BEGIN Records supplied
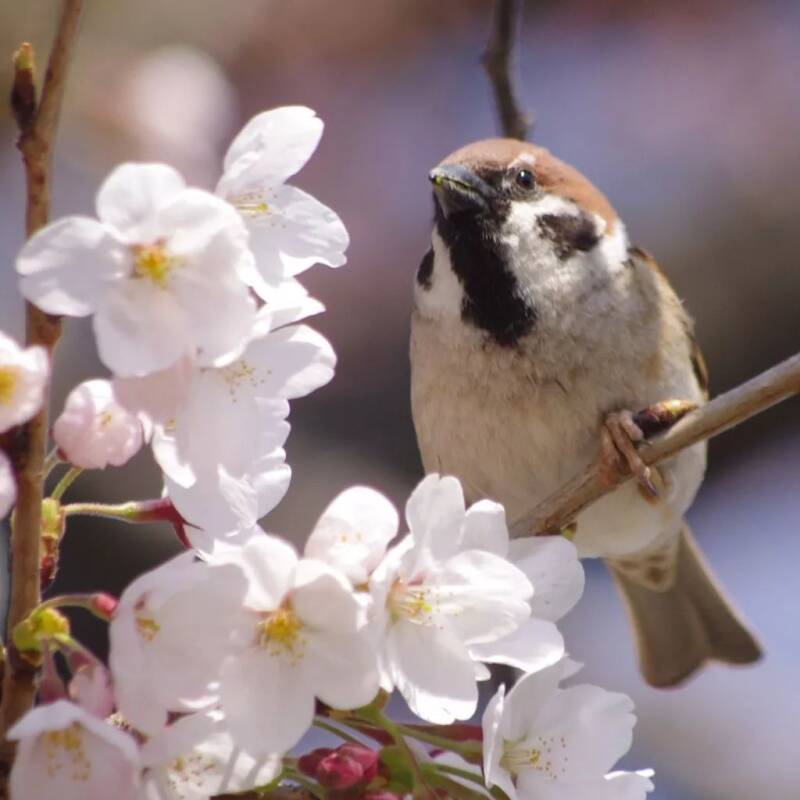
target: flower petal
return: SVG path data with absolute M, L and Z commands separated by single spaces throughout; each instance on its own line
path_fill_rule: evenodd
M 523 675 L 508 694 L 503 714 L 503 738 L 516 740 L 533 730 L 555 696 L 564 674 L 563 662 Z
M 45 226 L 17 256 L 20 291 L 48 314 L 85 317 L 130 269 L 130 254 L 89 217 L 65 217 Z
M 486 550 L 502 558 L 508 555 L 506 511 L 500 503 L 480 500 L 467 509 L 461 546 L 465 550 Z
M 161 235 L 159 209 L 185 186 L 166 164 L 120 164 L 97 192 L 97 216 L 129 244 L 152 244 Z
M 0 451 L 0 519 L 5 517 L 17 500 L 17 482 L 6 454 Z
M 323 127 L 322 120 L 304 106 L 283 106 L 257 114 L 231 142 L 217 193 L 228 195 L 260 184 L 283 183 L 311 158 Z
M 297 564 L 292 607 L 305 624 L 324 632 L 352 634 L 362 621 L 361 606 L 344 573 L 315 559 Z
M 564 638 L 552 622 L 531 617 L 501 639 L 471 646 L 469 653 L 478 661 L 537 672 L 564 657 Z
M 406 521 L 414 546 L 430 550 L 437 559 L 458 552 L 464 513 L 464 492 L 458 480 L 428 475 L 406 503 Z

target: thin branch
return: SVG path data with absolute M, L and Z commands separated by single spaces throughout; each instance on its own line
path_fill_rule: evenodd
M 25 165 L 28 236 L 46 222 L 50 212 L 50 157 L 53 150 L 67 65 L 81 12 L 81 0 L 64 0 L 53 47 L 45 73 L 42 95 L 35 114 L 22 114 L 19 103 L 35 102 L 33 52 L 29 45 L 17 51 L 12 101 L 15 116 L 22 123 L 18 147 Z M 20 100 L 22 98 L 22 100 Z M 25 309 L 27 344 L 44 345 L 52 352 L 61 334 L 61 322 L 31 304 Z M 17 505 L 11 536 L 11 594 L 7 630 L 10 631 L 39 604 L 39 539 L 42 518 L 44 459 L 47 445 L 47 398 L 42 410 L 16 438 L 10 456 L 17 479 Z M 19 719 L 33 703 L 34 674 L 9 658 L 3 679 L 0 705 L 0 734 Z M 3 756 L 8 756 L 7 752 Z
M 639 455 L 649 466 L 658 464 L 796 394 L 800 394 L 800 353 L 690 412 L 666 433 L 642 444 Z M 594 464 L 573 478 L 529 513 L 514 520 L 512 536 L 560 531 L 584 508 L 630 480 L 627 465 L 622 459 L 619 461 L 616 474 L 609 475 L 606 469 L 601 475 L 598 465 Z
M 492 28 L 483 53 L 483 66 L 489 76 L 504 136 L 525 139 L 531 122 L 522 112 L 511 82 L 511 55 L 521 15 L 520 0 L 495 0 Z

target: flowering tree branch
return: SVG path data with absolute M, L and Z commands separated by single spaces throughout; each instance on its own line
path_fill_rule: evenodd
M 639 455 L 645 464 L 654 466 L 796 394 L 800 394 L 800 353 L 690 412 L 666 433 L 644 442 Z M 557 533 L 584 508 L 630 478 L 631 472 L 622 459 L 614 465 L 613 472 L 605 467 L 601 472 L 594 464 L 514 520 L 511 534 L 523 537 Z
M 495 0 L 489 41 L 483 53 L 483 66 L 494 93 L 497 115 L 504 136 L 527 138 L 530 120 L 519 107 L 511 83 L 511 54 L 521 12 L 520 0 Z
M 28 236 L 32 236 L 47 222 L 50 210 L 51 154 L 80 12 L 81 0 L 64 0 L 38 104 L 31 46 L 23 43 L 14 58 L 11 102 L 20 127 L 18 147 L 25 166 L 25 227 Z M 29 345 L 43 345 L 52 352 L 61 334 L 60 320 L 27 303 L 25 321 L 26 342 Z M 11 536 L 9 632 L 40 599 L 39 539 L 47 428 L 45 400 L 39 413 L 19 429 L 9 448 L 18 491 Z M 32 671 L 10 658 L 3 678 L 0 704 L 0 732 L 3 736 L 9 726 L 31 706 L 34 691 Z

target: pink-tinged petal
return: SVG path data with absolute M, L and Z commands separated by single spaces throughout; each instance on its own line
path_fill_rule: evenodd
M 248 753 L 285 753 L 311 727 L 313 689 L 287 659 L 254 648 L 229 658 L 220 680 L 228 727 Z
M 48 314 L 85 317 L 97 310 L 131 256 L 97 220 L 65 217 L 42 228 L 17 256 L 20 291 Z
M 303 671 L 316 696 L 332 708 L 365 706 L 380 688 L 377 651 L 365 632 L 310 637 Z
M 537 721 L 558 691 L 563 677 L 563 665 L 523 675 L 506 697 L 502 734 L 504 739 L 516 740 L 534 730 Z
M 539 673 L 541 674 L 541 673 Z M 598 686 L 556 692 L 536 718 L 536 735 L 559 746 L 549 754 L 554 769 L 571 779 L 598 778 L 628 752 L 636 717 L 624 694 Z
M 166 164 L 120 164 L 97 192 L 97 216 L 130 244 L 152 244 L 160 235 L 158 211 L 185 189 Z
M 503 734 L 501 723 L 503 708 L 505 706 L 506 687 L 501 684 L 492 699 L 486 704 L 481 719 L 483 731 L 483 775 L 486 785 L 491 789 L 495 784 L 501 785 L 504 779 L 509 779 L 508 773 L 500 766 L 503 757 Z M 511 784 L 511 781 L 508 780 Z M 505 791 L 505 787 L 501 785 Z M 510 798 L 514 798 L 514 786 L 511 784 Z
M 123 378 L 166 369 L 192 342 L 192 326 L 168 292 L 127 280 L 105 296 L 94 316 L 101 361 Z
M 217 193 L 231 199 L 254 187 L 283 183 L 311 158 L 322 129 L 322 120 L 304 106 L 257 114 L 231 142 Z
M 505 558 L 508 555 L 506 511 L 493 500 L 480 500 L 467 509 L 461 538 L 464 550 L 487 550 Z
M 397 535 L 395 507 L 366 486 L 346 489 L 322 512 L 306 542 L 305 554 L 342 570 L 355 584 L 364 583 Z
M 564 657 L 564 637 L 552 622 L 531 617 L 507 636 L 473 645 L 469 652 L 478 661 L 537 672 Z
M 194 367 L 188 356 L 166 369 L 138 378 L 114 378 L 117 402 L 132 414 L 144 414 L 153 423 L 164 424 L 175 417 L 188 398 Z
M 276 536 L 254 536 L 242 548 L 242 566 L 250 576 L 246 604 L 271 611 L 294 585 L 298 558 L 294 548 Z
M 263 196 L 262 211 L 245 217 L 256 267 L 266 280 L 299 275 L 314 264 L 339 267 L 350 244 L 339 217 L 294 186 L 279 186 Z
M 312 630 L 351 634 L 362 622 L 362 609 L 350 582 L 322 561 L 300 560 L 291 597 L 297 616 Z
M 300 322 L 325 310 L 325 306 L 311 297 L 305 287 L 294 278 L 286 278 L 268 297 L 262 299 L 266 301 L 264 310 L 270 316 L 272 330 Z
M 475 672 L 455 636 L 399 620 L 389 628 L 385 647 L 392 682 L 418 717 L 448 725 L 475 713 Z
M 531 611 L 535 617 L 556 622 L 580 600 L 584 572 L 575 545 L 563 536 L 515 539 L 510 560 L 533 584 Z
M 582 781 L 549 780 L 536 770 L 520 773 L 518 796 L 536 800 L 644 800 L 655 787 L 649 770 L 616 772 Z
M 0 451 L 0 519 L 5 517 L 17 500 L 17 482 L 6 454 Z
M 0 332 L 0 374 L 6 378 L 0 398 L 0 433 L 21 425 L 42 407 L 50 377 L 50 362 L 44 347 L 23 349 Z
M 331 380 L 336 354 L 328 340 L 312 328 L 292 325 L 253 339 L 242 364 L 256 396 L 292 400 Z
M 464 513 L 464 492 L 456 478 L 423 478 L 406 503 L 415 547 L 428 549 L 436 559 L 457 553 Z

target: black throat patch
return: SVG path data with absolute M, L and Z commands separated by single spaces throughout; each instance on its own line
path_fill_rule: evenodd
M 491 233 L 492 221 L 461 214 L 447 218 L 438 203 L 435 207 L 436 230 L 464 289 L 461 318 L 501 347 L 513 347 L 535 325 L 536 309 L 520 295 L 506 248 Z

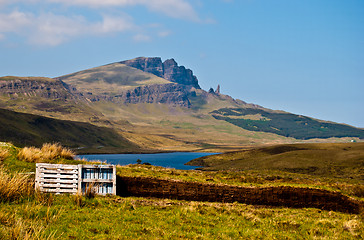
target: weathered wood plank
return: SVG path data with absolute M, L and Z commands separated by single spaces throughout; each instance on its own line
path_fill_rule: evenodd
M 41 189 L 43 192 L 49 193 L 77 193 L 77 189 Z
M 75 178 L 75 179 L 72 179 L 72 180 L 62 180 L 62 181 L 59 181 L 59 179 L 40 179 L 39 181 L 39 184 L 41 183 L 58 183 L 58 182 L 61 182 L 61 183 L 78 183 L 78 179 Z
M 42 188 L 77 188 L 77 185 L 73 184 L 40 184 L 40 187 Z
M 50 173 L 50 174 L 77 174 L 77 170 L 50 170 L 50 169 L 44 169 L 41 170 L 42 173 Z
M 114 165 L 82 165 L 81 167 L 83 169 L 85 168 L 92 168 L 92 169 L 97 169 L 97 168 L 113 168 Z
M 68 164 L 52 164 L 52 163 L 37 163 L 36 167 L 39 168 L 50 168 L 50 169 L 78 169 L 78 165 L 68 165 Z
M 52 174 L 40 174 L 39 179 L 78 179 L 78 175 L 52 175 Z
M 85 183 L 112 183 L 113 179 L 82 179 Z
END Records supplied
▶ Task brief:
Starting with the first line of the material, print each line exactly until you have printed the line with "target: flowering tree branch", and skip the pictures.

▶ Result:
target: flower petal
return: SVG path data with absolute M, L and Z commands separated by single spaces throughout; each instance on its own line
path_fill_rule: evenodd
M 523 675 L 508 694 L 503 714 L 503 738 L 516 740 L 533 730 L 555 696 L 564 674 L 563 662 Z
M 45 226 L 17 256 L 20 291 L 48 314 L 85 317 L 130 269 L 130 254 L 89 217 L 65 217 Z
M 486 550 L 502 558 L 508 555 L 506 511 L 500 503 L 480 500 L 467 509 L 461 546 L 465 550 Z
M 161 235 L 159 209 L 185 186 L 166 164 L 120 164 L 97 192 L 97 216 L 129 244 L 152 244 Z
M 0 451 L 0 519 L 5 517 L 17 500 L 17 482 L 6 454 Z
M 323 127 L 322 120 L 304 106 L 283 106 L 257 114 L 231 142 L 217 193 L 228 195 L 260 184 L 283 183 L 311 158 Z
M 297 564 L 292 607 L 305 624 L 324 632 L 352 634 L 362 621 L 361 606 L 344 573 L 315 559 Z
M 564 638 L 552 622 L 531 617 L 501 639 L 471 646 L 469 653 L 478 661 L 537 672 L 564 657 Z
M 406 521 L 414 546 L 430 550 L 437 559 L 458 552 L 464 513 L 464 492 L 458 480 L 428 475 L 406 503 Z

target: thin branch
return: SVG path data with absolute M, L and Z commands separated by single spaces throughout; each instance on its own line
path_fill_rule: evenodd
M 25 165 L 28 236 L 46 222 L 50 212 L 50 157 L 53 150 L 67 65 L 81 12 L 81 0 L 64 0 L 53 47 L 45 73 L 42 95 L 35 114 L 22 114 L 19 103 L 35 102 L 33 52 L 29 45 L 17 51 L 12 101 L 15 116 L 22 123 L 18 147 Z M 20 100 L 22 98 L 22 100 Z M 25 309 L 27 344 L 44 345 L 52 352 L 61 334 L 61 322 L 31 304 Z M 17 505 L 11 536 L 11 594 L 7 630 L 10 631 L 39 604 L 39 539 L 42 518 L 44 459 L 47 445 L 47 398 L 42 410 L 16 438 L 10 456 L 17 479 Z M 19 719 L 33 703 L 34 674 L 9 658 L 3 679 L 0 705 L 0 734 Z M 3 756 L 8 756 L 7 752 Z
M 639 455 L 649 466 L 658 464 L 796 394 L 800 394 L 800 353 L 690 412 L 666 433 L 642 444 Z M 594 464 L 573 478 L 529 513 L 514 520 L 512 536 L 560 531 L 584 508 L 630 480 L 627 465 L 622 459 L 619 461 L 616 474 L 609 475 L 606 469 L 601 475 L 598 465 Z
M 492 28 L 483 53 L 483 66 L 489 76 L 504 136 L 525 139 L 531 122 L 522 112 L 511 82 L 511 55 L 521 15 L 520 0 L 495 0 Z

target: flowering tree branch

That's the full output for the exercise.